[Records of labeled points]
________

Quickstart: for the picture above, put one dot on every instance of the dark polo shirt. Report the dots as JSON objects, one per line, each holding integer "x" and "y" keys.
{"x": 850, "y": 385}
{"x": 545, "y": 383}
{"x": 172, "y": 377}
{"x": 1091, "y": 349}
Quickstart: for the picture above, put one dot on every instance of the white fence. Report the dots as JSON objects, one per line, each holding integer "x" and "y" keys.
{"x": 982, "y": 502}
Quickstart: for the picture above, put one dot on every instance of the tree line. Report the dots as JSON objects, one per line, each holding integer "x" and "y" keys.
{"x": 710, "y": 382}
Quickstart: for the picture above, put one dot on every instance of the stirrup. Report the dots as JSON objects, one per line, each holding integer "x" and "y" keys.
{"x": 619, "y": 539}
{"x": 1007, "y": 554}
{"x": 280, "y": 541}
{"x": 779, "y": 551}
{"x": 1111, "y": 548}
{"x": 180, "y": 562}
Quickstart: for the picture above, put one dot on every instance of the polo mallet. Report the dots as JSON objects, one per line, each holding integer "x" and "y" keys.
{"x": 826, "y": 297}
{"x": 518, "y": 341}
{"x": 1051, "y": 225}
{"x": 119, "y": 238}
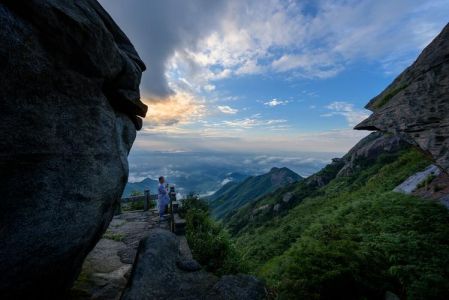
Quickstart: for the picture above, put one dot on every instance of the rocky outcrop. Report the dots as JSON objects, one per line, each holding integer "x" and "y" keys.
{"x": 156, "y": 275}
{"x": 416, "y": 104}
{"x": 369, "y": 149}
{"x": 70, "y": 103}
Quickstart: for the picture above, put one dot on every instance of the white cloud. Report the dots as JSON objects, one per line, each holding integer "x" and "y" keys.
{"x": 227, "y": 109}
{"x": 265, "y": 36}
{"x": 340, "y": 108}
{"x": 209, "y": 87}
{"x": 275, "y": 102}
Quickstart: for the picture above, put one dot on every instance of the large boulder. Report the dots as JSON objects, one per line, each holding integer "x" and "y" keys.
{"x": 70, "y": 103}
{"x": 157, "y": 274}
{"x": 416, "y": 104}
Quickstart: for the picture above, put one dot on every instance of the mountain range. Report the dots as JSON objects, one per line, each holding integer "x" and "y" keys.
{"x": 235, "y": 194}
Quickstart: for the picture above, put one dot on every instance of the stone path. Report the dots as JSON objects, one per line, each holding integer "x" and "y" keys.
{"x": 107, "y": 268}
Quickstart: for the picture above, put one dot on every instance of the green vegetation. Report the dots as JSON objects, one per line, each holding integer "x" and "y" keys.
{"x": 426, "y": 181}
{"x": 136, "y": 193}
{"x": 381, "y": 102}
{"x": 353, "y": 238}
{"x": 233, "y": 196}
{"x": 115, "y": 236}
{"x": 210, "y": 244}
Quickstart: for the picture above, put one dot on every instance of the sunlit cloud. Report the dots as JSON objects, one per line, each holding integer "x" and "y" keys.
{"x": 227, "y": 109}
{"x": 275, "y": 102}
{"x": 340, "y": 108}
{"x": 175, "y": 110}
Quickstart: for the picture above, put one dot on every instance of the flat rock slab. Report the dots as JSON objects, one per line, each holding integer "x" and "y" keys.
{"x": 156, "y": 275}
{"x": 107, "y": 268}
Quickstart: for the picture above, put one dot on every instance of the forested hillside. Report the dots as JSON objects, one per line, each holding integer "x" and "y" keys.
{"x": 344, "y": 234}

________

#### TASK BRIEF
Leave the pictures out and copy the rest of the data exactly.

#### COMPLETE ANSWER
Quickstart: for the picture above, put one dot on every instance of the dark polo shirt. Report the dots as JSON objects, one per line, each holding integer "x" and "y" keys.
{"x": 850, "y": 385}
{"x": 545, "y": 383}
{"x": 172, "y": 377}
{"x": 1091, "y": 349}
Quickstart: for the picture above, put one dot on every instance of the white fence. Report the dots as JSON objects, one per line, each holding integer "x" and "y" keys.
{"x": 982, "y": 502}
Quickstart: for the picture above, put one dot on every instance of the tree line. Report the dots as JSON objects, one per line, each holding integer "x" and "y" keys.
{"x": 710, "y": 382}
Quickstart: for the picture above, put one dot on every instance of the stirrup. Report the dots as JSON objects, one per line, each holding integer "x" and "y" keys.
{"x": 619, "y": 539}
{"x": 1007, "y": 554}
{"x": 280, "y": 541}
{"x": 779, "y": 551}
{"x": 1111, "y": 548}
{"x": 180, "y": 562}
Quickstart: for the picture above, put one dot on every instance of the polo mallet. Report the dots as JSON objects, one per line, each holding integer "x" and "y" keys.
{"x": 826, "y": 297}
{"x": 518, "y": 341}
{"x": 1051, "y": 225}
{"x": 119, "y": 238}
Quickstart: for the picture above, put one dot on every instance of the rocky outcrop. Report the dots as JSON objects, one per line, each holding integer "x" and "y" keys.
{"x": 156, "y": 275}
{"x": 416, "y": 104}
{"x": 369, "y": 149}
{"x": 70, "y": 103}
Quickstart: for the picture above, put one dot on every instance of the white cloud. Report the dots as JSON objects, one per line, each holding integer "x" and "y" keys.
{"x": 227, "y": 109}
{"x": 265, "y": 36}
{"x": 340, "y": 108}
{"x": 209, "y": 87}
{"x": 275, "y": 102}
Quickstart: for the picture above, put one dot on every instance of the large boulder. Report the dots as JSON objects, one per line, each holding integer "x" and "y" keys.
{"x": 70, "y": 103}
{"x": 157, "y": 274}
{"x": 416, "y": 104}
Quickstart: for the picture above, put one dot on every instance of the mountain range. Report the dots as JSON objects, one per line, each holding integer "x" and "y" keys.
{"x": 235, "y": 194}
Quickstart: for the picture above, put one dot on every instance of the stone path. Report the dots as JSON objects, one per line, each holding integer "x" and "y" keys.
{"x": 107, "y": 268}
Quickstart: for the picture above, put one dot on every instance of the green vegetation. Report the dots as JSON objects, one per line, each holding integer "x" and "y" keys.
{"x": 426, "y": 181}
{"x": 136, "y": 193}
{"x": 381, "y": 102}
{"x": 353, "y": 238}
{"x": 233, "y": 196}
{"x": 115, "y": 236}
{"x": 210, "y": 244}
Quickstart: for the picture above, put one dot on every instance of the sunlit cloud. Report the dots as JSON objects, one per line, each holding integer "x" and "y" keys.
{"x": 227, "y": 109}
{"x": 275, "y": 102}
{"x": 340, "y": 108}
{"x": 175, "y": 110}
Quickstart: for the picture above, put one dot on every instance of the flat rock slab. Report the dots as JSON objects, one per line, each holding integer "x" and "y" keys.
{"x": 156, "y": 275}
{"x": 107, "y": 268}
Quickstart: for the picture above, put one dot on every instance of the forested hillside. Report the dots as JSON objects, one per line, each holding integer "x" and "y" keys.
{"x": 344, "y": 234}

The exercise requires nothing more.